To be done:
Return exactly the lines that run from the one containing "shown in [142,126]." to the end of the entries, with both ends included.

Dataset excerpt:
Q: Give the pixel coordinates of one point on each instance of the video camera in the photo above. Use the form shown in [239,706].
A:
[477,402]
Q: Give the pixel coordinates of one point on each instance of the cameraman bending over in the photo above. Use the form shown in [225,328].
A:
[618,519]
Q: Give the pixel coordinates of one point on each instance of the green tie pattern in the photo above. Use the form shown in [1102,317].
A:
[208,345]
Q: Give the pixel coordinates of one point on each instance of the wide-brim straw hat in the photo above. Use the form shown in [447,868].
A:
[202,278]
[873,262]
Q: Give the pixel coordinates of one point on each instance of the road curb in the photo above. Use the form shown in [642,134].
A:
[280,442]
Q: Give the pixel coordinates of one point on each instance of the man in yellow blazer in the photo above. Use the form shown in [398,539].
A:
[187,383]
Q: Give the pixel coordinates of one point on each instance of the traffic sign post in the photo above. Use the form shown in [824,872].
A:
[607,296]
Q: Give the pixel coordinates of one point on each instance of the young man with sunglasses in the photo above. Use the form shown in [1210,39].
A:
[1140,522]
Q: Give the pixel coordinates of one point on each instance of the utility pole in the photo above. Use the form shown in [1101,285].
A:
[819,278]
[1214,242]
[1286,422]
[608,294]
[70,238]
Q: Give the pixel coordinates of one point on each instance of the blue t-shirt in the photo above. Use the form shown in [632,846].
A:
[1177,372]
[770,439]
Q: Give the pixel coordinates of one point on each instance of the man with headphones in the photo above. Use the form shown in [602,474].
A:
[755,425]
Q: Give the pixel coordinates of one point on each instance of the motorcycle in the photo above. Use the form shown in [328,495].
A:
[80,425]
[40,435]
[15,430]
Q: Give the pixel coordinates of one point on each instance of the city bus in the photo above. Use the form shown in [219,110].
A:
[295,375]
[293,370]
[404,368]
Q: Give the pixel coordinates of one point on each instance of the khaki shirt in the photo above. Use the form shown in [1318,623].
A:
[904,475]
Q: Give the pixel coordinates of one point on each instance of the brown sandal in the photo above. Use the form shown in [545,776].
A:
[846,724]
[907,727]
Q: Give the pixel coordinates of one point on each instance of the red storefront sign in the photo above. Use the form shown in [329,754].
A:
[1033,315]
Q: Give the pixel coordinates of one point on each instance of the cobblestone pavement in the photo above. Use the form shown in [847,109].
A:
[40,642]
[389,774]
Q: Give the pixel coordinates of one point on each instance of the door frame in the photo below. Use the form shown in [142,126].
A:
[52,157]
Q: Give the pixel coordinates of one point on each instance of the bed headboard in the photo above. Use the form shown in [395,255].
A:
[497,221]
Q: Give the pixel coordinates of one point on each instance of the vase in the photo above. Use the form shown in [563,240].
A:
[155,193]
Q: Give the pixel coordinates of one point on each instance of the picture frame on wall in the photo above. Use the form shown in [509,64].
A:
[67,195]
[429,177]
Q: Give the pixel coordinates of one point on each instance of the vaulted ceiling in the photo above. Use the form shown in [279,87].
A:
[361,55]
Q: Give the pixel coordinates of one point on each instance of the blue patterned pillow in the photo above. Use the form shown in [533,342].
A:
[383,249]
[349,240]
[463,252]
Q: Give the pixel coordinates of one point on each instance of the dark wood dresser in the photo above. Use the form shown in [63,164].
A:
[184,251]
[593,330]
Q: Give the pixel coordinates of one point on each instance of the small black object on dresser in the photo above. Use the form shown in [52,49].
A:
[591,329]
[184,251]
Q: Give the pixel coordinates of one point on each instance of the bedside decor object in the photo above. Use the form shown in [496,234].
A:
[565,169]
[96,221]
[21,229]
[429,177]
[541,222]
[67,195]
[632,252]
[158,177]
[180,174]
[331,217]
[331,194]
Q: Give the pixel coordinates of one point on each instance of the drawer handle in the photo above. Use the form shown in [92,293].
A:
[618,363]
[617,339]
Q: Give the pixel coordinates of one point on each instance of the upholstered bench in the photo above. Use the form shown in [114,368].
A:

Result below:
Q: Give the pixel coordinates of one point on each instance of the door frame in the photo below. Use the form shown in [142,126].
A:
[52,157]
Q: Give the pixel coordinates of one point on each instance of the bed headboard in the photo above. Use the form shown in [395,255].
A:
[497,221]
Q: Give the pixel coordinates of one point on each instance of the vase in the photo above. Use the form shown in [563,240].
A:
[155,193]
Q: Give the pixel coordinates of one point on each instance of the picture frame on wall in the photo above. Use the form shown in [509,64].
A:
[67,195]
[429,177]
Q: Give the pixel coordinates of one point on each instance of the vaulted ceiling in the photo above. Use the form shown in [279,87].
A:
[361,55]
Q: Give the pixel coordinates of one point on each instance of the blue patterned pillow in the photo above. Use the form shown in [533,342].
A:
[383,249]
[349,240]
[463,252]
Q: Give the pixel coordinates of one point on each instance of the dark wood dresser in the photo above. Use the form shown in [63,164].
A:
[184,251]
[593,330]
Q: Give the pixel coordinates of one point on each instance of the small black object on dresser in the photo above. Use the form shown in [52,49].
A:
[591,329]
[184,251]
Q: Give the pixel coordinates of one point on each instance of the bedside decor object in the photo above. Use the form shown in [496,234].
A:
[565,169]
[96,221]
[21,229]
[429,177]
[541,222]
[67,195]
[632,252]
[158,177]
[180,174]
[331,217]
[331,194]
Q: Give the pixel coordinates of one point on each instance of the drawer handle in the photo above. Use the form shown in [92,293].
A:
[618,363]
[617,339]
Q: Give the pixel coordinates of one point on each instance of the upholstered bench in the photo above. Use the form shown in [114,368].
A:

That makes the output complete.